>>>>>
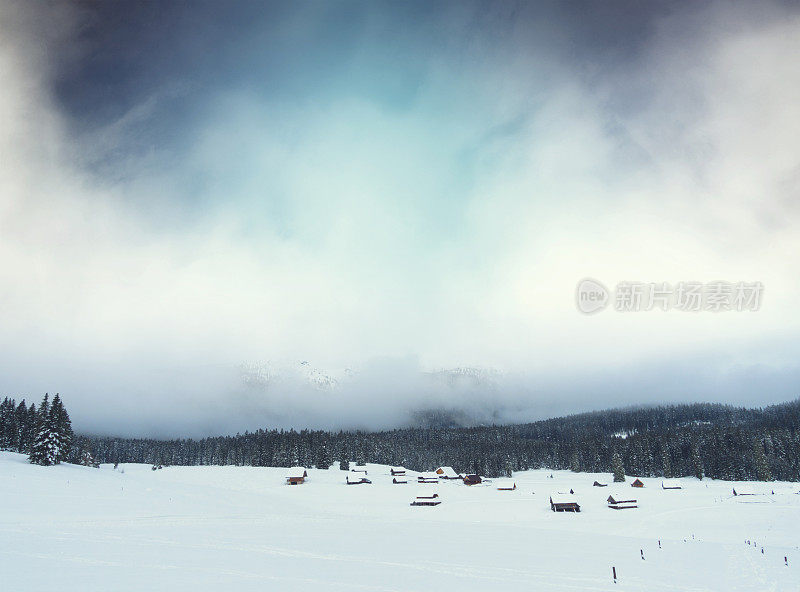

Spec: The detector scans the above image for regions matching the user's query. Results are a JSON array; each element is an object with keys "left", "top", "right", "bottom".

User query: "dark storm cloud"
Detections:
[{"left": 1, "top": 0, "right": 799, "bottom": 436}]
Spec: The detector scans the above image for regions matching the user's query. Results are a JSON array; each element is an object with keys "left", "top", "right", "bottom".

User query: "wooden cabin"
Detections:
[
  {"left": 607, "top": 495, "right": 638, "bottom": 509},
  {"left": 463, "top": 474, "right": 482, "bottom": 486},
  {"left": 661, "top": 479, "right": 682, "bottom": 490},
  {"left": 415, "top": 490, "right": 439, "bottom": 499},
  {"left": 350, "top": 468, "right": 368, "bottom": 475},
  {"left": 392, "top": 477, "right": 408, "bottom": 484},
  {"left": 418, "top": 472, "right": 439, "bottom": 484},
  {"left": 285, "top": 467, "right": 308, "bottom": 485},
  {"left": 631, "top": 478, "right": 645, "bottom": 488},
  {"left": 346, "top": 473, "right": 371, "bottom": 485},
  {"left": 592, "top": 481, "right": 608, "bottom": 487},
  {"left": 390, "top": 467, "right": 406, "bottom": 476},
  {"left": 435, "top": 466, "right": 460, "bottom": 479},
  {"left": 550, "top": 493, "right": 580, "bottom": 512},
  {"left": 733, "top": 487, "right": 758, "bottom": 496},
  {"left": 410, "top": 494, "right": 442, "bottom": 507},
  {"left": 496, "top": 481, "right": 516, "bottom": 491}
]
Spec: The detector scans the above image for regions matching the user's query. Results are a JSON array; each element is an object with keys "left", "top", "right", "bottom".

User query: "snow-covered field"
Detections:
[{"left": 1, "top": 451, "right": 798, "bottom": 591}]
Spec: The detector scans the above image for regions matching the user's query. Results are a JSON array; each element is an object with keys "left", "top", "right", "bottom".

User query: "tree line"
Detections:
[
  {"left": 2, "top": 396, "right": 798, "bottom": 481},
  {"left": 0, "top": 394, "right": 77, "bottom": 466},
  {"left": 29, "top": 398, "right": 798, "bottom": 482}
]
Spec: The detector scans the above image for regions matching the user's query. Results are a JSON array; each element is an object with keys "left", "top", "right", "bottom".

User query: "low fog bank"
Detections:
[{"left": 9, "top": 353, "right": 791, "bottom": 439}]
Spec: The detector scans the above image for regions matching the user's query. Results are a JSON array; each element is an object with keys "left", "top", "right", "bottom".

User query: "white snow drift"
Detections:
[{"left": 1, "top": 451, "right": 798, "bottom": 591}]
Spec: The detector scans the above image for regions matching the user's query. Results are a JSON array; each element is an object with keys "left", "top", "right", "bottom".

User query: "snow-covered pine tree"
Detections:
[
  {"left": 272, "top": 445, "right": 290, "bottom": 467},
  {"left": 50, "top": 394, "right": 74, "bottom": 463},
  {"left": 0, "top": 398, "right": 15, "bottom": 450},
  {"left": 612, "top": 451, "right": 625, "bottom": 482},
  {"left": 569, "top": 451, "right": 580, "bottom": 472},
  {"left": 691, "top": 442, "right": 704, "bottom": 480},
  {"left": 355, "top": 448, "right": 366, "bottom": 466},
  {"left": 753, "top": 437, "right": 773, "bottom": 481},
  {"left": 661, "top": 441, "right": 672, "bottom": 478},
  {"left": 24, "top": 402, "right": 36, "bottom": 453},
  {"left": 317, "top": 444, "right": 332, "bottom": 469},
  {"left": 29, "top": 394, "right": 58, "bottom": 466},
  {"left": 81, "top": 449, "right": 100, "bottom": 468},
  {"left": 503, "top": 458, "right": 514, "bottom": 478},
  {"left": 338, "top": 456, "right": 349, "bottom": 471}
]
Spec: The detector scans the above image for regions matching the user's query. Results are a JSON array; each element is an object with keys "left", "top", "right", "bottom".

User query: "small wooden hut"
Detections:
[
  {"left": 435, "top": 466, "right": 460, "bottom": 479},
  {"left": 463, "top": 474, "right": 482, "bottom": 486},
  {"left": 631, "top": 478, "right": 645, "bottom": 488},
  {"left": 285, "top": 467, "right": 308, "bottom": 485},
  {"left": 550, "top": 493, "right": 580, "bottom": 512},
  {"left": 410, "top": 493, "right": 441, "bottom": 506},
  {"left": 607, "top": 495, "right": 638, "bottom": 509},
  {"left": 346, "top": 473, "right": 371, "bottom": 485}
]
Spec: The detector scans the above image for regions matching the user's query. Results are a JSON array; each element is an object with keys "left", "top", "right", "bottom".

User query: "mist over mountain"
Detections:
[{"left": 235, "top": 361, "right": 514, "bottom": 430}]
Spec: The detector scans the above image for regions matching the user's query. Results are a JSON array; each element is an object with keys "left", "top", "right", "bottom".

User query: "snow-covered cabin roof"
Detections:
[
  {"left": 346, "top": 473, "right": 366, "bottom": 483},
  {"left": 496, "top": 481, "right": 516, "bottom": 490},
  {"left": 286, "top": 467, "right": 307, "bottom": 479},
  {"left": 416, "top": 490, "right": 439, "bottom": 499},
  {"left": 733, "top": 486, "right": 760, "bottom": 496},
  {"left": 607, "top": 495, "right": 637, "bottom": 504},
  {"left": 390, "top": 466, "right": 405, "bottom": 473},
  {"left": 435, "top": 466, "right": 459, "bottom": 478},
  {"left": 418, "top": 472, "right": 439, "bottom": 480},
  {"left": 662, "top": 479, "right": 682, "bottom": 489},
  {"left": 550, "top": 492, "right": 578, "bottom": 505}
]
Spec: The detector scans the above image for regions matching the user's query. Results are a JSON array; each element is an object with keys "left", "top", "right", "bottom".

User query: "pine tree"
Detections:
[
  {"left": 355, "top": 448, "right": 366, "bottom": 466},
  {"left": 472, "top": 458, "right": 486, "bottom": 476},
  {"left": 753, "top": 438, "right": 773, "bottom": 481},
  {"left": 50, "top": 394, "right": 74, "bottom": 462},
  {"left": 691, "top": 442, "right": 704, "bottom": 480},
  {"left": 315, "top": 443, "right": 331, "bottom": 469},
  {"left": 338, "top": 455, "right": 349, "bottom": 471},
  {"left": 272, "top": 445, "right": 290, "bottom": 467},
  {"left": 14, "top": 400, "right": 30, "bottom": 453},
  {"left": 25, "top": 403, "right": 36, "bottom": 452},
  {"left": 0, "top": 398, "right": 14, "bottom": 450},
  {"left": 81, "top": 449, "right": 100, "bottom": 468},
  {"left": 612, "top": 451, "right": 625, "bottom": 482},
  {"left": 661, "top": 442, "right": 672, "bottom": 478},
  {"left": 29, "top": 394, "right": 58, "bottom": 466}
]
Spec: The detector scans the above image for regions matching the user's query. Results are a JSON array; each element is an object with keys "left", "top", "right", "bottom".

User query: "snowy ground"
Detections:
[{"left": 1, "top": 451, "right": 799, "bottom": 591}]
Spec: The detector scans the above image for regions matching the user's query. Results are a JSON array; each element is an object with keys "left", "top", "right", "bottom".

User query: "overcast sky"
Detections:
[{"left": 1, "top": 0, "right": 799, "bottom": 437}]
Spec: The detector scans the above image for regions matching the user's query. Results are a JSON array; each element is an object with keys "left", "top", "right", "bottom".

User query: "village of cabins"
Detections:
[{"left": 278, "top": 464, "right": 771, "bottom": 511}]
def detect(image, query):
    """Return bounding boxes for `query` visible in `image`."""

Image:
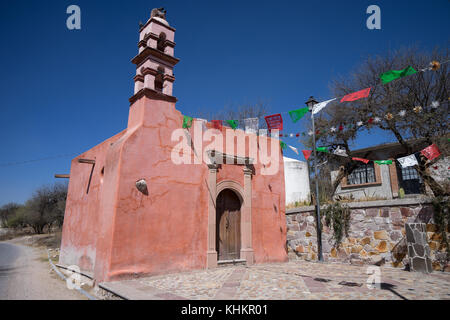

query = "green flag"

[288,107,309,123]
[380,66,417,85]
[374,160,393,165]
[182,115,193,129]
[316,147,329,153]
[226,120,238,130]
[280,140,287,150]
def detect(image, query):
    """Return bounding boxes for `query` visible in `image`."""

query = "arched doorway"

[216,189,241,261]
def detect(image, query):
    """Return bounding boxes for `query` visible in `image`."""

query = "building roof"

[350,138,429,159]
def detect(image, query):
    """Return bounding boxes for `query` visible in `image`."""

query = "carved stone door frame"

[206,151,254,268]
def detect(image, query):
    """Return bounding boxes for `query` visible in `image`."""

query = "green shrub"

[323,202,351,246]
[432,196,450,255]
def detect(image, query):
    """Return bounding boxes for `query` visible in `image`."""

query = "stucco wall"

[283,157,310,205]
[332,164,393,200]
[59,130,127,271]
[331,156,449,200]
[285,198,450,272]
[60,94,287,282]
[430,157,450,184]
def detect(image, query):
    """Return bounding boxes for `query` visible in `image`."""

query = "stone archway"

[206,164,254,268]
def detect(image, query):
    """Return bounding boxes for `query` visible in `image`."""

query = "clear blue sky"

[0,0,449,205]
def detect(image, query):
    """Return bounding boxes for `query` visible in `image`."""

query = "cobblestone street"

[100,260,450,300]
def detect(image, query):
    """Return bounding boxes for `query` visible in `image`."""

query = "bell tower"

[131,8,179,100]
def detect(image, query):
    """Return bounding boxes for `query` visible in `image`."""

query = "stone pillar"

[240,166,254,265]
[134,75,144,94]
[388,158,399,198]
[163,79,173,96]
[405,223,433,273]
[144,73,155,90]
[206,164,218,268]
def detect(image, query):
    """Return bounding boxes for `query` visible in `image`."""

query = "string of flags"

[183,98,447,136]
[181,60,447,137]
[263,99,448,138]
[181,59,447,167]
[292,142,443,169]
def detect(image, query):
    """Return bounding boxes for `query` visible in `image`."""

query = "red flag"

[265,114,283,131]
[368,118,374,124]
[302,150,312,161]
[211,120,223,130]
[421,144,441,161]
[338,125,344,131]
[340,87,371,103]
[352,157,370,164]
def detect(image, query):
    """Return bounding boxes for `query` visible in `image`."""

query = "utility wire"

[0,152,80,168]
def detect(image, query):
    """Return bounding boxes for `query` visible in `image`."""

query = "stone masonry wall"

[286,198,450,272]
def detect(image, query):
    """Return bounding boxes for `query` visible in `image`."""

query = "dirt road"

[0,242,86,300]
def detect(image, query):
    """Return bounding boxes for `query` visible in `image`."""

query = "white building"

[283,157,310,205]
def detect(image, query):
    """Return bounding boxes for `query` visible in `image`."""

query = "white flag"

[431,101,440,108]
[312,98,336,115]
[196,118,207,131]
[397,154,418,168]
[244,118,259,134]
[333,146,348,157]
[288,145,299,155]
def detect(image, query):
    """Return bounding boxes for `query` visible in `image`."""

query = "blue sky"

[0,0,449,205]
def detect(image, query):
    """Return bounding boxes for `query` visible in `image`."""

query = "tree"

[315,47,449,196]
[197,100,270,129]
[23,182,68,234]
[6,205,27,229]
[0,202,21,227]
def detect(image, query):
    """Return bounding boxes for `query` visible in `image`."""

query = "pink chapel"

[59,8,288,282]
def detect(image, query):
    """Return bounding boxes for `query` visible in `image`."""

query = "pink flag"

[211,120,223,130]
[302,150,312,160]
[352,157,370,164]
[265,114,283,131]
[340,88,371,103]
[421,144,441,161]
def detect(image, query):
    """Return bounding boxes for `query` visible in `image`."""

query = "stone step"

[217,259,247,267]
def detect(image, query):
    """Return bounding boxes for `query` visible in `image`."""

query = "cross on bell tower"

[131,8,179,98]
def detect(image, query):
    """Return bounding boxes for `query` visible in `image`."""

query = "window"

[154,66,164,92]
[157,32,166,52]
[347,163,376,185]
[401,166,422,182]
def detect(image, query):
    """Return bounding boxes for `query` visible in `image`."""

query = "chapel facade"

[59,9,287,282]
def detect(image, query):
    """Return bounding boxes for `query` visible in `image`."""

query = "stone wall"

[405,223,433,273]
[286,198,450,272]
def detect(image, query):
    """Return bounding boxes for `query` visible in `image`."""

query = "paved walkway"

[100,260,450,300]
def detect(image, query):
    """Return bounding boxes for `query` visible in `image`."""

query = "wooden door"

[216,189,241,261]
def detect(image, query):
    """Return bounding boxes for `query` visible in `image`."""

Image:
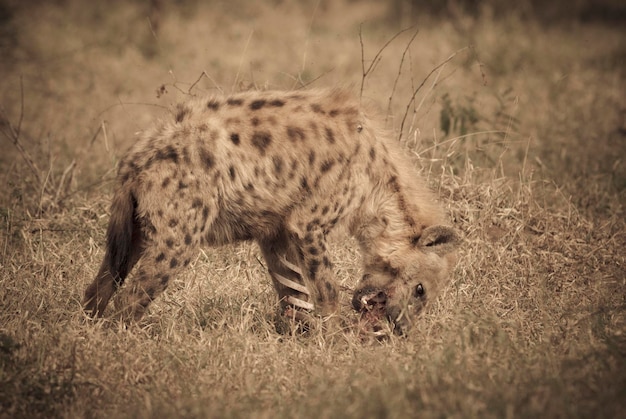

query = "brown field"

[1,1,624,417]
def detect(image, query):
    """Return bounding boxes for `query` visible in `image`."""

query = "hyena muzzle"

[82,88,459,335]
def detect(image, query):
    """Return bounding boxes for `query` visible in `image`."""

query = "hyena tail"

[106,183,138,281]
[83,183,140,317]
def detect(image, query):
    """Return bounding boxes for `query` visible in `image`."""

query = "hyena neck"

[352,176,421,264]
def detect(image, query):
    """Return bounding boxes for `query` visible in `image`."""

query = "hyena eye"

[415,283,425,297]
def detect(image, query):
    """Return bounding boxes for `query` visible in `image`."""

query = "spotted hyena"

[83,88,459,335]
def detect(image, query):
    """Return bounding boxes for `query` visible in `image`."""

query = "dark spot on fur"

[251,131,272,154]
[308,150,316,166]
[202,206,209,222]
[227,98,244,106]
[145,286,157,299]
[320,159,335,173]
[329,109,340,117]
[175,104,191,123]
[270,99,285,107]
[170,258,178,269]
[229,166,236,180]
[192,198,203,208]
[321,206,330,216]
[309,246,319,256]
[184,259,191,266]
[161,177,171,188]
[308,259,320,280]
[388,176,401,193]
[287,126,306,142]
[178,180,188,190]
[272,156,283,175]
[185,234,192,245]
[325,281,336,295]
[288,160,298,179]
[160,275,170,285]
[245,182,254,191]
[324,127,335,144]
[381,260,400,277]
[166,239,174,248]
[230,133,240,145]
[207,100,220,111]
[311,103,324,114]
[323,256,332,268]
[200,148,215,169]
[156,253,166,262]
[306,219,320,232]
[369,147,376,161]
[251,117,260,126]
[300,177,310,192]
[156,145,179,163]
[169,218,178,228]
[182,147,191,164]
[250,99,266,110]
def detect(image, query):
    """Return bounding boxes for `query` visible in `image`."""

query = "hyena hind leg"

[115,241,195,323]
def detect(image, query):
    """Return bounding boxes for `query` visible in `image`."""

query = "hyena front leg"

[287,223,340,318]
[116,237,196,323]
[258,229,314,323]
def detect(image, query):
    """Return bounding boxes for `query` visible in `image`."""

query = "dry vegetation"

[1,0,625,418]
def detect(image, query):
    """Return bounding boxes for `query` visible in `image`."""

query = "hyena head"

[352,225,459,335]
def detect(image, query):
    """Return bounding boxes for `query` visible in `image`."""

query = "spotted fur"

[83,89,458,333]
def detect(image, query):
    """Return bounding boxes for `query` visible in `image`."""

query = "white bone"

[273,272,311,295]
[278,254,303,276]
[286,295,315,311]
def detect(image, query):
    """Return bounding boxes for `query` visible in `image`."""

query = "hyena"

[83,88,459,335]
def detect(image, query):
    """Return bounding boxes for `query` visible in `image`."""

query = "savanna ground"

[0,0,624,417]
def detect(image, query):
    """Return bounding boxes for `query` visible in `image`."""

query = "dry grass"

[1,1,624,418]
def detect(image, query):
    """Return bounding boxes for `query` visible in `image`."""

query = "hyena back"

[83,89,458,334]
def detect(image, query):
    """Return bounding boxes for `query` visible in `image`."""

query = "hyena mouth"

[353,289,391,337]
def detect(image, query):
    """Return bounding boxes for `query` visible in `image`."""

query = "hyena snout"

[352,287,393,335]
[352,288,388,312]
[352,287,419,335]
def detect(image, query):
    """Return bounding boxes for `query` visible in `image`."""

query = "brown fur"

[83,89,458,333]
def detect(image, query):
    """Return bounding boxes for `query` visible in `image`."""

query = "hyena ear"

[417,225,459,255]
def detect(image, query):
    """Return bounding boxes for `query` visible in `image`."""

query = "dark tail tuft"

[106,184,137,284]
<<<<<
Your assignment:
Find and count the lines of the data that include the string "pine", and report that figure by itself.

Answer below:
2